Addison's disease

Addison's disease

What is Addison's disease?

Addison's disease occurs when the two adrenal glands in the body are damaged and are no longer able to produce certain hormones, which are essential for the maintenance of life. The adrenal glands are situated on top of each kidney.

'The adrenal glands sit like a small cap on the upper pole of each kidney.'

They produce three different groups of hormones known as corticosteroids. One group consists of the androgens and estrogens, which affect sexual development and reproduction. The glucocorticoids maintain glucose regulation, suppress the body's antibody response and provide for the response to stress through the secretion of cortisol. The third group are known as mineralocorticoids and they regulate sodium and potassium balance in the body.

What causes it?

Addison's disease is quite rare, but by far the most common cause of it is an autoimmune disorder in which the body's own immune system attacks and destroys the adrenal glands. Sudden withdrawal of long term steroid therapy, removal or injury of the adrenal glands or destruction of the pituitary gland may also cause it. The disease can also be triggered by factors such as infection, cancer or bleeding into the adrenal glands.

What are the symptoms?

In most cases, the symptoms of Addison's disease come on gradually. Any or all of the following symptoms may be present:

  • a general feeling of weakness and fatigue.
  • darkening of the skin.
  • unexplained weight loss.
  • low blood pressure, leading to frequent dizzy spells.
  • an imbalance of salt in the body, leading to irregular beating of the heart.
  • pains in the muscles and joints.
  • nausea, vomiting and diarrhoea.
  • pain in the flank.

If the condition comes on abruptly the patient's general condition can deteriorate rapidly leading to very low blood pressure, dehydration, high fever, profound weakness, excessive sweating ultimately leading on to loss of consciousness and death. This scenario is called an Addisonian Crisis and must be dealt with as an extreme emergency.

How is it diagnosed?

Addison's disease may be suspected on the basis of the symptoms and physical findings however the following laboratory findings are diagnostic of the condition:

  • cortisol level is low.
  • fasting blood sugar may be low.
  • serum potassium is elevated.
  • serum sodium is decreased.

How is it treated?

Addison's disease is usually treated by the replacement of the missing adrenal hormones. In the short-term this may involve the use of IV fluids, IV hormones and other medications to stabilise the patient's general condition. Once the patient is stable hormone pills alone can be used to treat the disease. Life long hormone replacement will be required and regular blood tests will be necessary to monitor salt and hormone levels in the body.

All patients with Addison's disease are instructed in the adjustment of their drug treatment if they develop infection or are subjected to extreme stress. Such situations could trigger an Addisonian crisis and lead to sudden collapse if not anticipated. All patients with the condition are advised to wear a medic alert bracelet.

### TASK
Retype the passage from the Addison's disease text exactly as it appears, covering everything from "What is Addison's" down to "balance in the body.".

### INFORMATION SHOWN
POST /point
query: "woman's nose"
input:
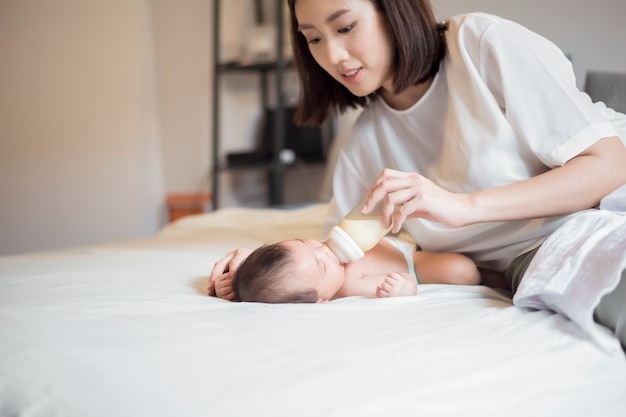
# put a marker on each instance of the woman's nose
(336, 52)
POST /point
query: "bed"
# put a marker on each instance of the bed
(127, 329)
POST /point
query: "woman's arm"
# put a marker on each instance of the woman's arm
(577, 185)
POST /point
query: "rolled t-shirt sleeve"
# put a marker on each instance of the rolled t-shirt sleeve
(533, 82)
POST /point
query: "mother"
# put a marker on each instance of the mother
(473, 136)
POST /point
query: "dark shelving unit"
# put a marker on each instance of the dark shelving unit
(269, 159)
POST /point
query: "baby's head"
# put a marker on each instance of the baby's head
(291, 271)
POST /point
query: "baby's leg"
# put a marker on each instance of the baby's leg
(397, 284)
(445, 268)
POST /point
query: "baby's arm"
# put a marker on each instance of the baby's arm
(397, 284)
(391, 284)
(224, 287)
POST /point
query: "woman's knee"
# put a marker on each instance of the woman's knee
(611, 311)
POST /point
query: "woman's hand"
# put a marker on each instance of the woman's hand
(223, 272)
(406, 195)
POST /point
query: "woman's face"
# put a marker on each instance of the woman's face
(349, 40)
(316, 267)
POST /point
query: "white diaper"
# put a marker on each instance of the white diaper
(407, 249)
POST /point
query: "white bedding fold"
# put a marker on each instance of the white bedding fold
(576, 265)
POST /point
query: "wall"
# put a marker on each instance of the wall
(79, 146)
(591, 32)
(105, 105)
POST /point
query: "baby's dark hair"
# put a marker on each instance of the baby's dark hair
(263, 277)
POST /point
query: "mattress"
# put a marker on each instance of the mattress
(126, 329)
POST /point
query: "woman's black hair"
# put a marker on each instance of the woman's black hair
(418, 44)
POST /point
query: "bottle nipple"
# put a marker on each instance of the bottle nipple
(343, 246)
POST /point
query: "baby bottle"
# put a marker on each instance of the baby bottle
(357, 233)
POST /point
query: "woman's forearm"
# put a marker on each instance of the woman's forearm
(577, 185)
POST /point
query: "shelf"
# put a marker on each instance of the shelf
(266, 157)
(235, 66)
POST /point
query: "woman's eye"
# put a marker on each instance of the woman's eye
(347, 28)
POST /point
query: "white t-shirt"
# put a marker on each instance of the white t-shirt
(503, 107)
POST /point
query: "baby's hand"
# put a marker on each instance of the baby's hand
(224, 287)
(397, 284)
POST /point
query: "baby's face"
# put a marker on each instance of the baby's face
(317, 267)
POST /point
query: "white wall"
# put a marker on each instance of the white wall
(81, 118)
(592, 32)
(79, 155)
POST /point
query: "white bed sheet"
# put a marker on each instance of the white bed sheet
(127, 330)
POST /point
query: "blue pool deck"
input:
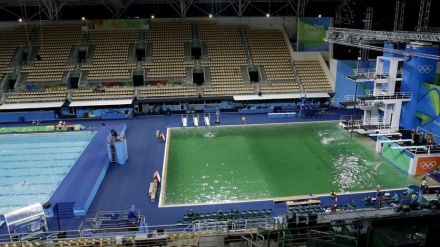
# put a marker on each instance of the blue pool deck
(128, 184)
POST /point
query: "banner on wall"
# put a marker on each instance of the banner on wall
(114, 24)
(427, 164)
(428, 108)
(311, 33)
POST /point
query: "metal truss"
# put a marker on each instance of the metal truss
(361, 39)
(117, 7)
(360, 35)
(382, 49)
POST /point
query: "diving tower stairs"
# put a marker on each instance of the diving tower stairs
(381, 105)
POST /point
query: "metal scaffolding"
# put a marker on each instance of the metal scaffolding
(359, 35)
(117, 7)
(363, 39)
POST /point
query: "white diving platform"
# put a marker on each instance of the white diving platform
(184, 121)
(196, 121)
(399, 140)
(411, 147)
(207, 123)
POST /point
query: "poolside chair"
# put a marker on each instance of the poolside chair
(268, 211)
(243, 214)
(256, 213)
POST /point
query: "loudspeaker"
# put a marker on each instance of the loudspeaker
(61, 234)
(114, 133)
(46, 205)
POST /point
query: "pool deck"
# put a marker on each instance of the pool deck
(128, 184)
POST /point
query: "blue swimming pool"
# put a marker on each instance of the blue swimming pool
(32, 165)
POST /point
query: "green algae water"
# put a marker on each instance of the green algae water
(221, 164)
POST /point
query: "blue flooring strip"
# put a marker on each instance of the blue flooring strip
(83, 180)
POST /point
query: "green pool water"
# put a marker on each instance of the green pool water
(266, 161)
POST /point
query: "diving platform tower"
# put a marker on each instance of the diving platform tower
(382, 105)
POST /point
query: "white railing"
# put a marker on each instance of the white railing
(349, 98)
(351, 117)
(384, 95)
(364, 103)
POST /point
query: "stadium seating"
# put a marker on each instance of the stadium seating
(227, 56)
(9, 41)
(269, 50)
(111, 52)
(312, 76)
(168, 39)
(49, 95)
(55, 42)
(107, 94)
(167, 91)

* * *

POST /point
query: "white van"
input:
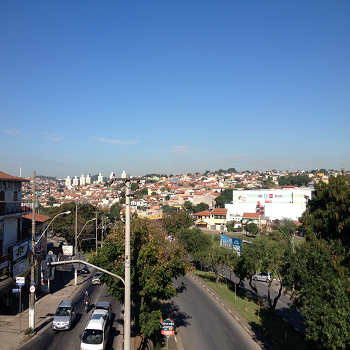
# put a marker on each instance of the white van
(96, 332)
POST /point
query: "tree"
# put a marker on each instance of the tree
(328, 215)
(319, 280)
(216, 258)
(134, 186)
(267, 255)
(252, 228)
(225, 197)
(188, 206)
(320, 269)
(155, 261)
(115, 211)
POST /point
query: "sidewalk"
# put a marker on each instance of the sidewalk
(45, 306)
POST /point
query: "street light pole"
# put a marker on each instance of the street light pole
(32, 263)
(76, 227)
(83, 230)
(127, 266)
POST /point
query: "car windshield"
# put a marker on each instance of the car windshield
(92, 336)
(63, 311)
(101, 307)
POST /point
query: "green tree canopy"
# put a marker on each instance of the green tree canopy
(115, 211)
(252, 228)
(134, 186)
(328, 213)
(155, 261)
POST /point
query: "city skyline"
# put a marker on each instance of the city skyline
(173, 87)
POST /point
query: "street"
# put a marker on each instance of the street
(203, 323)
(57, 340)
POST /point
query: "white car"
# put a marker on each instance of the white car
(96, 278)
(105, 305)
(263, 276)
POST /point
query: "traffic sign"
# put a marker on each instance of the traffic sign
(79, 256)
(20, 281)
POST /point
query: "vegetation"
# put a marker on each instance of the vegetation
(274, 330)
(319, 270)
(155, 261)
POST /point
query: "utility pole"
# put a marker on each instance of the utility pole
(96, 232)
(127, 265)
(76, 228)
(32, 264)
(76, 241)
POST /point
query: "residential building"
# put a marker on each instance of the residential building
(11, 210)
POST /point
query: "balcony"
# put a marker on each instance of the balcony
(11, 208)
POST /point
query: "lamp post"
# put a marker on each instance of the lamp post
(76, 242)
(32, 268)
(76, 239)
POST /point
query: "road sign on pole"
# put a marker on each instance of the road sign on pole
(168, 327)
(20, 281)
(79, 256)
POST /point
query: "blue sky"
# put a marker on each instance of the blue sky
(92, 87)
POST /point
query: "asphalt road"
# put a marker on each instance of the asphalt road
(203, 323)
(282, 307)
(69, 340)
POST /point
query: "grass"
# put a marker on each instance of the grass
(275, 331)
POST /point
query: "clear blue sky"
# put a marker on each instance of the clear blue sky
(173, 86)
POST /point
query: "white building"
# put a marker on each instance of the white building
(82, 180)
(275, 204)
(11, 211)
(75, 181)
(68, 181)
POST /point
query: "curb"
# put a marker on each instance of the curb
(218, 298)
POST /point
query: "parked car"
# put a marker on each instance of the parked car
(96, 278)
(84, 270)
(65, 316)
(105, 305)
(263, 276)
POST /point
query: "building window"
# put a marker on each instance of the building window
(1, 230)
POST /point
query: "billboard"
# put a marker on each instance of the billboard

### EXERCISE OUTPUT
What is Addison's disease?

Addison's disease occurs when the two adrenal glands in the body are damaged and are no longer able to produce certain hormones, which are essential for the maintenance of life. The adrenal glands are situated on top of each kidney.

'The adrenal glands sit like a small cap on the upper pole of each kidney.'

They produce three different groups of hormones known as corticosteroids. One group consists of the androgens and estrogens, which affect sexual development and reproduction. The glucocorticoids maintain glucose regulation, suppress the body's antibody response and provide for the response to stress through the secretion of cortisol. The third group are known as mineralocorticoids and they regulate sodium and potassium balance in the body.